TASK OBJECTIVE
Rewrite the listing below, putting "coat" in place of each "jacket" and leaving everything else untouched.

+ + + +

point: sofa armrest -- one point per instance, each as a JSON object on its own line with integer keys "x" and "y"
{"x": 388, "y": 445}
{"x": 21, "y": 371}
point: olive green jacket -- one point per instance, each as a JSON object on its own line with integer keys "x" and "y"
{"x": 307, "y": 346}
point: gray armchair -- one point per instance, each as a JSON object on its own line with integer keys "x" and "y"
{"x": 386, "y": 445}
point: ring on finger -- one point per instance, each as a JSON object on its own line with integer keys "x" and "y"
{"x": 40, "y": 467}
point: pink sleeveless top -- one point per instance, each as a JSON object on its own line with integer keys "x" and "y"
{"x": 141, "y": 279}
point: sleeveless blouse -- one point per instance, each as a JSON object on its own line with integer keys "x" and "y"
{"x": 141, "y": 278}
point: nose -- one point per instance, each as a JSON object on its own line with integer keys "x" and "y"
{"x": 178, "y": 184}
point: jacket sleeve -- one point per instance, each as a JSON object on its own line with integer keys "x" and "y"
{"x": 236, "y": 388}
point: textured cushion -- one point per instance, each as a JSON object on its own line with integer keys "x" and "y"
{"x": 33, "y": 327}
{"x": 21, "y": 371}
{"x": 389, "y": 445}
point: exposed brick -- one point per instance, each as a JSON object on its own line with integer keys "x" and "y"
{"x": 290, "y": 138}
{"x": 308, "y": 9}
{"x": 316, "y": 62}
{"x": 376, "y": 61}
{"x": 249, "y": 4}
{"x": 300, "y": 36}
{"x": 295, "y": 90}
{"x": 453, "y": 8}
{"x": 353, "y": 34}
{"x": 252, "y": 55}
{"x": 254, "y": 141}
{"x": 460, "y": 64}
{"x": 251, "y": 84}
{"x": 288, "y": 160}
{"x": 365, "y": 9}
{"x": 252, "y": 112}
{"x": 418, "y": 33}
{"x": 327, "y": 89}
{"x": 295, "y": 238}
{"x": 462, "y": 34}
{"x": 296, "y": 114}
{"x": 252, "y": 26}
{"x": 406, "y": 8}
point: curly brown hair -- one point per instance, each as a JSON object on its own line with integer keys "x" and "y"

+ + + +

OUTPUT FOR THIS TASK
point: sofa armrest -- one point per instance, each as a JSON object on its own line with integer keys "x" and "y"
{"x": 388, "y": 445}
{"x": 21, "y": 371}
point: olive green coat -- one point per instance, each as a JSON object on its own line with integer keys "x" and "y"
{"x": 307, "y": 346}
point: gray armchair -- one point per instance, each as a JSON object on its own line with integer keys "x" and "y"
{"x": 386, "y": 445}
point: ring on finger -- one point per instance, each as a JSON object on its own line with integer keys "x" and "y"
{"x": 40, "y": 467}
point: pink sleeveless top -- one point per instance, each as a JSON object on its own line with integer keys "x" and "y"
{"x": 141, "y": 279}
point: sleeveless blouse -- one point per instance, each as a JSON object on its own line with integer keys "x" and "y"
{"x": 141, "y": 278}
point: nose -- one point per instance, each as a JSON object on its own line with integer keys "x" and "y"
{"x": 178, "y": 184}
point: coat sleeve -- one point per instance, each as a JSON object on its own line with integer keys "x" and "y"
{"x": 236, "y": 388}
point: textured cushion -- one point per instance, each as a JSON object on its own line with integer keys "x" and "y"
{"x": 33, "y": 327}
{"x": 21, "y": 371}
{"x": 389, "y": 445}
point: exposed brick -- one point per instance, each as a JSON object on its own line with integer keys "x" and "y"
{"x": 290, "y": 138}
{"x": 308, "y": 9}
{"x": 316, "y": 62}
{"x": 376, "y": 61}
{"x": 249, "y": 4}
{"x": 300, "y": 36}
{"x": 295, "y": 90}
{"x": 453, "y": 8}
{"x": 353, "y": 34}
{"x": 252, "y": 55}
{"x": 254, "y": 141}
{"x": 460, "y": 64}
{"x": 251, "y": 84}
{"x": 288, "y": 160}
{"x": 365, "y": 9}
{"x": 252, "y": 112}
{"x": 418, "y": 33}
{"x": 327, "y": 89}
{"x": 295, "y": 238}
{"x": 462, "y": 34}
{"x": 296, "y": 114}
{"x": 252, "y": 26}
{"x": 406, "y": 8}
point: curly brown hair -- one point per instance, each as a JSON object on its own line with integer keys "x" and "y"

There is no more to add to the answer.